> **Exercise brief**: With pictures excluded, repeat exactly the lines from the one containing "frame in the photo above." through the last line of the material below.

Dataset entries START

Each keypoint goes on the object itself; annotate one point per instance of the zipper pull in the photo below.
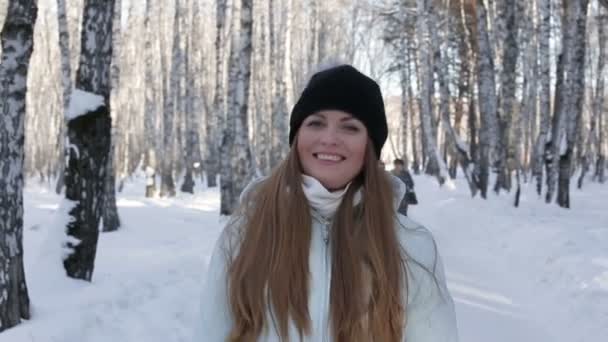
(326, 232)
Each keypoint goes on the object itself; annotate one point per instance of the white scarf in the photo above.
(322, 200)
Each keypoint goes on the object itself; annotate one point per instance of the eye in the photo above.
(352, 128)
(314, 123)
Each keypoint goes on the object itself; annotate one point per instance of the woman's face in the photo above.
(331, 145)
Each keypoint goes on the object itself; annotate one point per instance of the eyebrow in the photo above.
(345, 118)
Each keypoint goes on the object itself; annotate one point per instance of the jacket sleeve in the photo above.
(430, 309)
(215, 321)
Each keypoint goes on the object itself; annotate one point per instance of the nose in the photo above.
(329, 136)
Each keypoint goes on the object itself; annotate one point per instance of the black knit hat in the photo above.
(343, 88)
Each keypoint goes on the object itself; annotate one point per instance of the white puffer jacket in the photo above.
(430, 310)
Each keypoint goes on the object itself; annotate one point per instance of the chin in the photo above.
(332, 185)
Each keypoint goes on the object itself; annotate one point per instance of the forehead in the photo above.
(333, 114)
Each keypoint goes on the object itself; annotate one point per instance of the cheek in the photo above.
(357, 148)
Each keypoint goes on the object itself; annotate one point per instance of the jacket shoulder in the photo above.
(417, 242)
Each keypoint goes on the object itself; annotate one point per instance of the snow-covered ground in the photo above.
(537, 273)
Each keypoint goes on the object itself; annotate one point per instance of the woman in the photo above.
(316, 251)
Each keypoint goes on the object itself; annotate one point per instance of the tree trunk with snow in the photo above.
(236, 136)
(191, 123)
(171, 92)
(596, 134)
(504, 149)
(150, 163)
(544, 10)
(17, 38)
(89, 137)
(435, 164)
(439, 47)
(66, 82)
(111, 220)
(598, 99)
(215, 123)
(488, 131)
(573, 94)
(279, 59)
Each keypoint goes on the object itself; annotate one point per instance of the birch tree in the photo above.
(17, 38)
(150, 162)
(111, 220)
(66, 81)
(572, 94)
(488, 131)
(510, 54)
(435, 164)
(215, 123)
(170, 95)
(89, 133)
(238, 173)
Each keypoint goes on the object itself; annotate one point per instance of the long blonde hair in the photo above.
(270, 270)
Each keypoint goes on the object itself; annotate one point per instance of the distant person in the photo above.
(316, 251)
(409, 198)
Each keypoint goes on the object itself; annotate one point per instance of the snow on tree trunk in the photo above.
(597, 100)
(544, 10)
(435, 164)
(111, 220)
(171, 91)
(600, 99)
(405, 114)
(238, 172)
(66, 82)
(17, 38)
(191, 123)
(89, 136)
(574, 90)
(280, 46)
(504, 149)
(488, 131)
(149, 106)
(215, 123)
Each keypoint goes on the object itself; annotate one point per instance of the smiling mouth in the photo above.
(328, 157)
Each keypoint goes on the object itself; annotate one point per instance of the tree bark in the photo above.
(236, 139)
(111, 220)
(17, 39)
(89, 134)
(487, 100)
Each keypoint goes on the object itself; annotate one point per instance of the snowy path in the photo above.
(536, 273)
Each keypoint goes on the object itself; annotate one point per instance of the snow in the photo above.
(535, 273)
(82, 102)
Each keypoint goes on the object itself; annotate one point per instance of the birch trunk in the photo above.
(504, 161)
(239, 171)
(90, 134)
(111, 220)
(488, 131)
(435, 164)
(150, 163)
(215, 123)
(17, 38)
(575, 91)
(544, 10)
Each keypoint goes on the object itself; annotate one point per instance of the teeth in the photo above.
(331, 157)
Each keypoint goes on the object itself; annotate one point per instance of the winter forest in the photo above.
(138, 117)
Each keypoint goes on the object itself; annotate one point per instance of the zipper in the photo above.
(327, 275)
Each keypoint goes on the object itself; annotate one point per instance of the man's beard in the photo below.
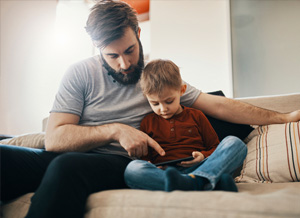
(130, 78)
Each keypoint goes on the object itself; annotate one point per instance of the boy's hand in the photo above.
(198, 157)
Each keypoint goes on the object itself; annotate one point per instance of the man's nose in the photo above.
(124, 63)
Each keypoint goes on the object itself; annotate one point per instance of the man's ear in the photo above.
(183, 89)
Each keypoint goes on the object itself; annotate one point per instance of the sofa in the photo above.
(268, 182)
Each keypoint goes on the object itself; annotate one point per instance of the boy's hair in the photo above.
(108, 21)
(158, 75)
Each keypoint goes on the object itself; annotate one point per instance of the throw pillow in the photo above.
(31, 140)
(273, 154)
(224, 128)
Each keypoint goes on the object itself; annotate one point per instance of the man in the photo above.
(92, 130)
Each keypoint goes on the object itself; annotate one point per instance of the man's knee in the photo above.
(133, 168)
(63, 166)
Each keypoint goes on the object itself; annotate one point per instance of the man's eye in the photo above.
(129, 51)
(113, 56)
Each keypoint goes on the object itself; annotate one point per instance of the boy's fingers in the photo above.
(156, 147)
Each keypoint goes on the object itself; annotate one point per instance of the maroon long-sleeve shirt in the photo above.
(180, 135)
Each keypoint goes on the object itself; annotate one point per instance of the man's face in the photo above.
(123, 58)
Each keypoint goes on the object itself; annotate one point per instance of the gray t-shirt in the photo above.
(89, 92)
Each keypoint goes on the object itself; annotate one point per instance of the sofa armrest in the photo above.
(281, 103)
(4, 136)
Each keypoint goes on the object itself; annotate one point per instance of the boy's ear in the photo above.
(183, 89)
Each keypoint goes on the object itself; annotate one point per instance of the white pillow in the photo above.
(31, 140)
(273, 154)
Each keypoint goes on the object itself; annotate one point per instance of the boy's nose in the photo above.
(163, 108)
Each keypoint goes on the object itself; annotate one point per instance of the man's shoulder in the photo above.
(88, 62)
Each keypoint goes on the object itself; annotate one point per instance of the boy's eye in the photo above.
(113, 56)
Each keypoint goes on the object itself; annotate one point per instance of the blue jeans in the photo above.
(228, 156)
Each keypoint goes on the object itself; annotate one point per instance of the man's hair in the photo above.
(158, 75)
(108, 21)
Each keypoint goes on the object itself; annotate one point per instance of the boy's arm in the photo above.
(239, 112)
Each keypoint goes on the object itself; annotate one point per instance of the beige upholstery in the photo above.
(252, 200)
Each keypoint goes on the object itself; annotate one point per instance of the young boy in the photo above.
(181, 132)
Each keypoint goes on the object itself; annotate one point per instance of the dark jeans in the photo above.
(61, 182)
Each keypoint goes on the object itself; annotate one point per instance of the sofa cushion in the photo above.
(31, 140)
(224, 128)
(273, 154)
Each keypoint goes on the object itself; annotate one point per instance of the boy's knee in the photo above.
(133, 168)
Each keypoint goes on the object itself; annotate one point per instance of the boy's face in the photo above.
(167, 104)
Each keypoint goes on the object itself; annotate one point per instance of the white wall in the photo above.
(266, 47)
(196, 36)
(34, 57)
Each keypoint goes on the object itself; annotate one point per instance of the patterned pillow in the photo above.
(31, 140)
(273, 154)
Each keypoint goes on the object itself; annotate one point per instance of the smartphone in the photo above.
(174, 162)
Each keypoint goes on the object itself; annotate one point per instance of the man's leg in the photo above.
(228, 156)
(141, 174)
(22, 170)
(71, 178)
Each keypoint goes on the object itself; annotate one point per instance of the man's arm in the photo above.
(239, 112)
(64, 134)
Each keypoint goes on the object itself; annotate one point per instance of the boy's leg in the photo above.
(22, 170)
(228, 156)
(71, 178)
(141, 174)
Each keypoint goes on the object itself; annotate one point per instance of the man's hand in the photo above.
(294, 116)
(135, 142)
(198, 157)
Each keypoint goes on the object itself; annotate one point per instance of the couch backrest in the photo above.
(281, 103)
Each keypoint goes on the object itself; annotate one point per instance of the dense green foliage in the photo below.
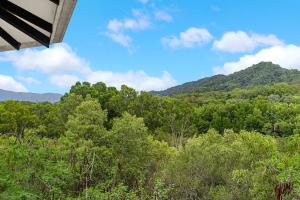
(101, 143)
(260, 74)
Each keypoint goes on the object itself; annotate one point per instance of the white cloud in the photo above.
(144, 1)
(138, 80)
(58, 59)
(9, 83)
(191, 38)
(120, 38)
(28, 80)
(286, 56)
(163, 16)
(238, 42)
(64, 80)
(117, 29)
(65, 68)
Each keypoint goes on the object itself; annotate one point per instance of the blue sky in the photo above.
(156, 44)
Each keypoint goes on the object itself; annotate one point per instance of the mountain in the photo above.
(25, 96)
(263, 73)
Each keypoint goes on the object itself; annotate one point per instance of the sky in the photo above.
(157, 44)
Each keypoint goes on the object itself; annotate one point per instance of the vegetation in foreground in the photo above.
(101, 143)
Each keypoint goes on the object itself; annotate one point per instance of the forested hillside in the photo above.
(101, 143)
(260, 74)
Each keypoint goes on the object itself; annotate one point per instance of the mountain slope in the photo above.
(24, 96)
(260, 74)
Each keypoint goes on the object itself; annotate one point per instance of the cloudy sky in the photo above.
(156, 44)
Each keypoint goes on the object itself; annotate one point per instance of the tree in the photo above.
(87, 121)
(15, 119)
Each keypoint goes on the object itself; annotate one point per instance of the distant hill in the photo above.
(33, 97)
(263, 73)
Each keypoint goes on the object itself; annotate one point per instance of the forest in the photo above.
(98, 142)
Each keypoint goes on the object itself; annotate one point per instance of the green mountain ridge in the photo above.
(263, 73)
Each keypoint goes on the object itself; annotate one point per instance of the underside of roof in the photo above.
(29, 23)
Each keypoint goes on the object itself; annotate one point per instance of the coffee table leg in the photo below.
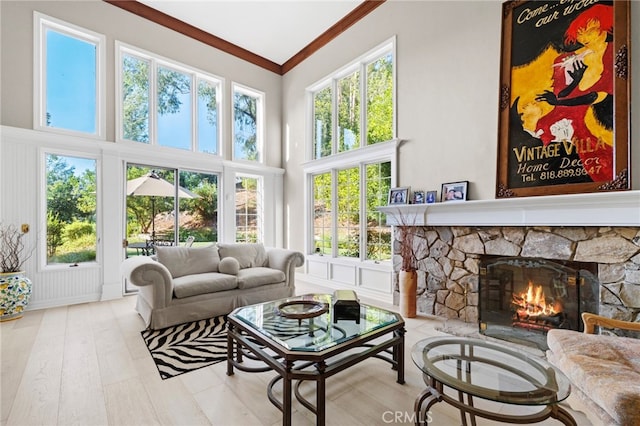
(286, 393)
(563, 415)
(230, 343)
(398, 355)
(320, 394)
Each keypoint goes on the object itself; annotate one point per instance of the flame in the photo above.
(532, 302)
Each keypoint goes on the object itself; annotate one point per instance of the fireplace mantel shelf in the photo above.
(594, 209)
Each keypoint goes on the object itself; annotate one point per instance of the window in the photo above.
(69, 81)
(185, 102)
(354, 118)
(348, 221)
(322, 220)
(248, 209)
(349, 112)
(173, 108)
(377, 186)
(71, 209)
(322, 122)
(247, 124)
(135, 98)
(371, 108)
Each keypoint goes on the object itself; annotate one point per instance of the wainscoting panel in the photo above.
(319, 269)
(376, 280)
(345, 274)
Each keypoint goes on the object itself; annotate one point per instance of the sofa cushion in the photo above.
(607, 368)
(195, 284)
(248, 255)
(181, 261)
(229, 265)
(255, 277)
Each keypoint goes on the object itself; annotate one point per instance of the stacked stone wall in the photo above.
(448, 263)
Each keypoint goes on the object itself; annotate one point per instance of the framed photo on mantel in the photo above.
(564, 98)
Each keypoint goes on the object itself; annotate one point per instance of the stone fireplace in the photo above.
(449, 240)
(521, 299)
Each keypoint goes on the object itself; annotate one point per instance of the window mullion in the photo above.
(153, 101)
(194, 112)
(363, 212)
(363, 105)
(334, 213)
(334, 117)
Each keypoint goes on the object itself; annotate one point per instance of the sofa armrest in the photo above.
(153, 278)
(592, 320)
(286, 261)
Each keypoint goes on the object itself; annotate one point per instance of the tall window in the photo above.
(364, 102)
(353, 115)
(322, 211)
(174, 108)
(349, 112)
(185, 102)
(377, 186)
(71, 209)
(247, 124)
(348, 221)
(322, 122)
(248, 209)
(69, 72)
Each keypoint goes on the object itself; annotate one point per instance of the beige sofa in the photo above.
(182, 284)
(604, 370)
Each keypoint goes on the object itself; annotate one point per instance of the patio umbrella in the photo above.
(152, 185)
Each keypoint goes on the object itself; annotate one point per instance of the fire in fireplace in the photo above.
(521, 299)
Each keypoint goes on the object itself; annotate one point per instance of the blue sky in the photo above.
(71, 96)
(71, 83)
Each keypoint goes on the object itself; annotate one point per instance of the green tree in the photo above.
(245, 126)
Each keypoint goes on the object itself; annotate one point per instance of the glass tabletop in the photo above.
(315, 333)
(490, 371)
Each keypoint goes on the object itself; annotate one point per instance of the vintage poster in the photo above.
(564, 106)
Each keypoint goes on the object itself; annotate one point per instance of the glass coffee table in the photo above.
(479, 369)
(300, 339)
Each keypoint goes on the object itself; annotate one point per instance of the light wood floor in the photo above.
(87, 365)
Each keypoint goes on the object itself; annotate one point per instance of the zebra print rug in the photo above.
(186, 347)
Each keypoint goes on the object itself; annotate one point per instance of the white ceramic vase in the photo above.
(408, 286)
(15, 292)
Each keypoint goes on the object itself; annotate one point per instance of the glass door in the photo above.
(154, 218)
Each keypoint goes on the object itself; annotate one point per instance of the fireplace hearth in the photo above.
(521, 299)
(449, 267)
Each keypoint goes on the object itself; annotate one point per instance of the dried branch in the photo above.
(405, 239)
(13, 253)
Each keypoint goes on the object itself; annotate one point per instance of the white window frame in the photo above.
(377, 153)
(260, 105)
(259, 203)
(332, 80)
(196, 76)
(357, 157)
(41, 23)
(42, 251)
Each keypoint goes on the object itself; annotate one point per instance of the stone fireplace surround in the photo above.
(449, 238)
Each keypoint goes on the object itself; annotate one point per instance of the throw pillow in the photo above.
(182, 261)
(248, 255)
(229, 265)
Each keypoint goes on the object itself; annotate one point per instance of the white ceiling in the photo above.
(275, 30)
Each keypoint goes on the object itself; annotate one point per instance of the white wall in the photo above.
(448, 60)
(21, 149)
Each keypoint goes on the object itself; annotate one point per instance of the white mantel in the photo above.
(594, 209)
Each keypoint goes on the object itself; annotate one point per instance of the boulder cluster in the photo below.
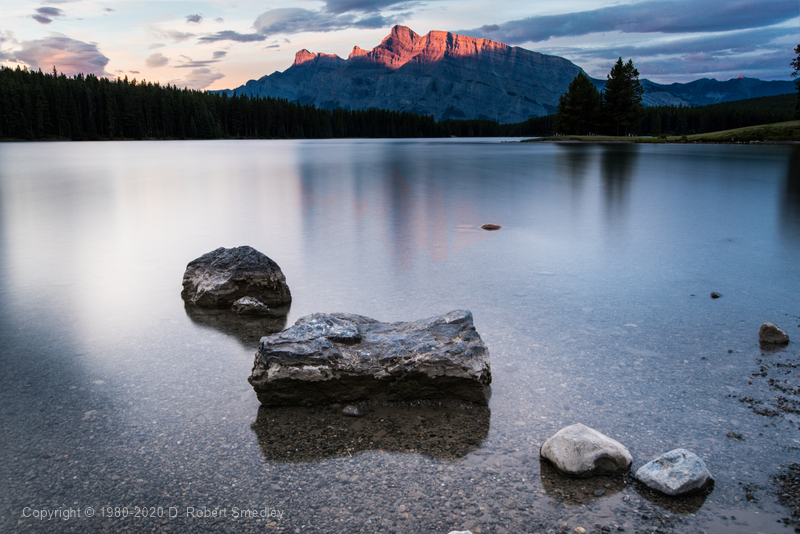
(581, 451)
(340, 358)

Dataset entries END

> **Exercise output**:
Each keypoint goes on the object itself; annotate one point per instance of the white window frame in the photo above.
(377, 153)
(260, 105)
(259, 203)
(332, 80)
(196, 76)
(357, 157)
(41, 23)
(42, 251)
Each keypoint goes on the object itself; annotate one point per instance of the stone fireplace surround in the photo above.
(449, 238)
Each keypoint goes on the object itself; annotate one point per instance of the throw pillow in the photo above.
(182, 261)
(248, 255)
(229, 265)
Each keypoint goes on the object itself; annotate one point per instance of the white ceiling in the photo above.
(275, 30)
Each keypoint goes on the object itself; annotate one point per instance of the white wall in the photo above.
(448, 60)
(21, 149)
Each keypoint goes on the object itself; annotate one point per instance of the white mantel in the photo above.
(594, 209)
Each keypoint goes on the object itself; annotate one point per instance of the boulder cluster in the photo below.
(581, 451)
(340, 358)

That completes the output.